## Task instructions
In the records below, find the line with "target = cow horn" and the line with "target = dark storm cloud"; return exactly those lines and every line between them.

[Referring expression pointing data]
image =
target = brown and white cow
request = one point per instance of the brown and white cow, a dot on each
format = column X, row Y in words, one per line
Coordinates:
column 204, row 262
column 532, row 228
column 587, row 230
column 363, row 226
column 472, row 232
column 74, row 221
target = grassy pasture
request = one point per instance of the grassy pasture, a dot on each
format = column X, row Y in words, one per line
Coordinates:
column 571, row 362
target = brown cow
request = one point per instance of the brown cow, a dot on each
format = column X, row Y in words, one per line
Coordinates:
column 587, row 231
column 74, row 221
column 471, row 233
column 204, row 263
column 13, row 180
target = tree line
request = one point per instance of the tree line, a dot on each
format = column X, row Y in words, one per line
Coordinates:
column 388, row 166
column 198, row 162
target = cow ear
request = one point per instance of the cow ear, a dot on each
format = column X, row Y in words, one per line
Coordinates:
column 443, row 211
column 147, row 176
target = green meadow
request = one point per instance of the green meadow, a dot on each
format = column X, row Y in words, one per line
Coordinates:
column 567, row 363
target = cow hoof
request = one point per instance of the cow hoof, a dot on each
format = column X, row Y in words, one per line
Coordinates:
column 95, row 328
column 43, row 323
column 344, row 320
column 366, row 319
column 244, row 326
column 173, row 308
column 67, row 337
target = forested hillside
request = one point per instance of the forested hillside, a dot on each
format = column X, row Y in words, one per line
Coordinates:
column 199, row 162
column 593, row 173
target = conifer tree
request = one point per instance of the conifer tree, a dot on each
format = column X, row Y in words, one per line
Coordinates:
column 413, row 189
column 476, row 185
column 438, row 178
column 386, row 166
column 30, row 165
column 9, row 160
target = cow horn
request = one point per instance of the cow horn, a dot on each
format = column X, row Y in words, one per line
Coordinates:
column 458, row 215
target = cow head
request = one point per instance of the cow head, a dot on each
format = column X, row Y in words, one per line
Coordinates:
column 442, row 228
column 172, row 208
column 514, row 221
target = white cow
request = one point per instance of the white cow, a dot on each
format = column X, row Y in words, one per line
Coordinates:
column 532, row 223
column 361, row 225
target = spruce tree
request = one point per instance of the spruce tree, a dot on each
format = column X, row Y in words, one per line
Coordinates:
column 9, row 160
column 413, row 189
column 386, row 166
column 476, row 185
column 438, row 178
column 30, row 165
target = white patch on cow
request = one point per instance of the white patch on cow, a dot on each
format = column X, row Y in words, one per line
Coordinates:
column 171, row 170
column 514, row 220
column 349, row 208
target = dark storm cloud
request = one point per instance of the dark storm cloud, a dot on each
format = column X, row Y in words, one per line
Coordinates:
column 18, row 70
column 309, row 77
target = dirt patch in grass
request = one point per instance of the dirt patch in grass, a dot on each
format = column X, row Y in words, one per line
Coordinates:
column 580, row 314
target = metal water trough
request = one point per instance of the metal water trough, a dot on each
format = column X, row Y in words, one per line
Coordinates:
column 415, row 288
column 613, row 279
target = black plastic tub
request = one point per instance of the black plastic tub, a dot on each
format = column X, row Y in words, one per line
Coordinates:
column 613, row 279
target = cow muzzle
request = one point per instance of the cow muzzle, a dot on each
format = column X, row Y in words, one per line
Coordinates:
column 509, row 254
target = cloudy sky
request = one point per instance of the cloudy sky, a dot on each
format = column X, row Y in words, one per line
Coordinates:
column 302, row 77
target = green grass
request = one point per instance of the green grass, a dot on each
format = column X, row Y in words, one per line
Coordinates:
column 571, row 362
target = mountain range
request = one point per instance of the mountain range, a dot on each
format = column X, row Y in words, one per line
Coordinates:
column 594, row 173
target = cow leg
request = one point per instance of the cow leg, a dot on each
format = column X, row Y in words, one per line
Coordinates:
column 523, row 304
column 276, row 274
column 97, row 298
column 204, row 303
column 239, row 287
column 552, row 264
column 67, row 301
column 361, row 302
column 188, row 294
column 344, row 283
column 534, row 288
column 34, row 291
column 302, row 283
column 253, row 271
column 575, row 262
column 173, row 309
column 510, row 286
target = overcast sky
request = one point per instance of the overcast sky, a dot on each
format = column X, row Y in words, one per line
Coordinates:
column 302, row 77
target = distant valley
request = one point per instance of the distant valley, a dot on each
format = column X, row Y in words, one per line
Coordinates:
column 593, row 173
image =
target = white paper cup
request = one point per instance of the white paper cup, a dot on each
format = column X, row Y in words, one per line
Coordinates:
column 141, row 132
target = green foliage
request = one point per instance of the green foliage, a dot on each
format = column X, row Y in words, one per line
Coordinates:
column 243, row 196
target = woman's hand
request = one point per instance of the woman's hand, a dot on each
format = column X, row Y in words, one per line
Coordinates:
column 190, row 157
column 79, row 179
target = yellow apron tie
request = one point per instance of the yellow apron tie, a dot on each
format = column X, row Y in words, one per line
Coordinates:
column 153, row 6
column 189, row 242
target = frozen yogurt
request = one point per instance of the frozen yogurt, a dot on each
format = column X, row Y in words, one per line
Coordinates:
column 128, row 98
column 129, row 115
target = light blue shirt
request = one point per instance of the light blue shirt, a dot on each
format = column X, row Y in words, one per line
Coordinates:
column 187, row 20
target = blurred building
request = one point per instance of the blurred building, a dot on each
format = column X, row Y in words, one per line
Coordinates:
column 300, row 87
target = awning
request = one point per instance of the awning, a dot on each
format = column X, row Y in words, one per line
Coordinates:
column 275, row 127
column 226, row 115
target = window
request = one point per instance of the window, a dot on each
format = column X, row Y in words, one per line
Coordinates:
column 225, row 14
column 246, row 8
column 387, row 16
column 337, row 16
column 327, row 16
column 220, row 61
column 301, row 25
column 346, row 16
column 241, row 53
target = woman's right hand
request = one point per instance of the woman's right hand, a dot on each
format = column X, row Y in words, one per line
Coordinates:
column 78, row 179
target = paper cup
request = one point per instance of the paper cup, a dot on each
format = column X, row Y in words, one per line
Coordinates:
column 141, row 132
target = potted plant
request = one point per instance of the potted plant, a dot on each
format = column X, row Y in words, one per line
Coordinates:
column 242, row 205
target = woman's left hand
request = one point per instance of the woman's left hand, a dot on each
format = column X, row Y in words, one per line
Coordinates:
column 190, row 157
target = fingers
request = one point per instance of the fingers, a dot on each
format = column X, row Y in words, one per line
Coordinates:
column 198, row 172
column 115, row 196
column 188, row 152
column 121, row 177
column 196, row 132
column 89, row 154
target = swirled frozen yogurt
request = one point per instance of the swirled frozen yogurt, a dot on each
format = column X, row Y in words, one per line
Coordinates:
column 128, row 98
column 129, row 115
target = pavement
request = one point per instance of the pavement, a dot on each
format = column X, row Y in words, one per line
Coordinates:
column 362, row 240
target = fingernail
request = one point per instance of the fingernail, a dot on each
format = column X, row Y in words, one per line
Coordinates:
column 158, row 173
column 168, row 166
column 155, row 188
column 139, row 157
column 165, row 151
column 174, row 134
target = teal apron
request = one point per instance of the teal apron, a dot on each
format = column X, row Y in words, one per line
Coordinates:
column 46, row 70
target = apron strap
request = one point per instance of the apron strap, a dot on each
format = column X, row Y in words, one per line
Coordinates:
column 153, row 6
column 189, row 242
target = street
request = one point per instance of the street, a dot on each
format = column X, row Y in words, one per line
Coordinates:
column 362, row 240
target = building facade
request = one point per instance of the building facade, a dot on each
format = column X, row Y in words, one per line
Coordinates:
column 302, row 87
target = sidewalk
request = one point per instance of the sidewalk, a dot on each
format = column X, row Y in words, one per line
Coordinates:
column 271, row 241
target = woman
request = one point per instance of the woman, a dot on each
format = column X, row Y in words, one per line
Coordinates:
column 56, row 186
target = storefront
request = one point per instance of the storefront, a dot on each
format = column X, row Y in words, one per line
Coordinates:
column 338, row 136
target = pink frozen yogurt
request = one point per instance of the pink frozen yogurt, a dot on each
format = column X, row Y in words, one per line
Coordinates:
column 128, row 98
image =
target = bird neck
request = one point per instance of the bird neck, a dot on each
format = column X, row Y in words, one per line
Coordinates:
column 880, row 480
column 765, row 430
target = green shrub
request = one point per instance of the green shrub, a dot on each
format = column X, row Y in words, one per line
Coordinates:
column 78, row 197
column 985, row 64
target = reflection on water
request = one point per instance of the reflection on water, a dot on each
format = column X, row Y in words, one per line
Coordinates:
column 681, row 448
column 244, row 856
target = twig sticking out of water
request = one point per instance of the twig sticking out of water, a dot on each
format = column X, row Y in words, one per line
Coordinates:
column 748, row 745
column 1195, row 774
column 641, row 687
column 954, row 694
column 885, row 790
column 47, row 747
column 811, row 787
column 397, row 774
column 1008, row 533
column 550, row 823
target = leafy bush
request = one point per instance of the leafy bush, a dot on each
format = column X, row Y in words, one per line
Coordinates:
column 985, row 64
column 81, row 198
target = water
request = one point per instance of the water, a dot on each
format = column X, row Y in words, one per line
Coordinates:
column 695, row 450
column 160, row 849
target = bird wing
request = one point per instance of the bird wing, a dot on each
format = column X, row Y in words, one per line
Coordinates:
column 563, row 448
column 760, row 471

## Task result
target = cow horn
request = one point per instance of the cow horn, a dot on each
format = column X, row Y in words, one per line
Coordinates:
column 458, row 215
target = cow head
request = one point per instance of the cow head, a dot on each
format = column X, row Y in words, one per line
Coordinates:
column 442, row 228
column 172, row 208
column 514, row 221
target = white cow
request = one point per instance of the white cow, a dot on each
format = column X, row Y in words, one per line
Coordinates:
column 532, row 223
column 361, row 225
target = spruce tree
request = one point per instance of the spruce tree, a dot on each
format = column X, row Y in words, one per line
Coordinates:
column 9, row 160
column 413, row 189
column 386, row 166
column 476, row 185
column 438, row 178
column 30, row 165
target = white patch on cow
request = one point per instance of the white patch on cow, a dot on each
format = column X, row Y in words, one per line
Coordinates:
column 171, row 170
column 514, row 220
column 349, row 208
target = dark storm cloud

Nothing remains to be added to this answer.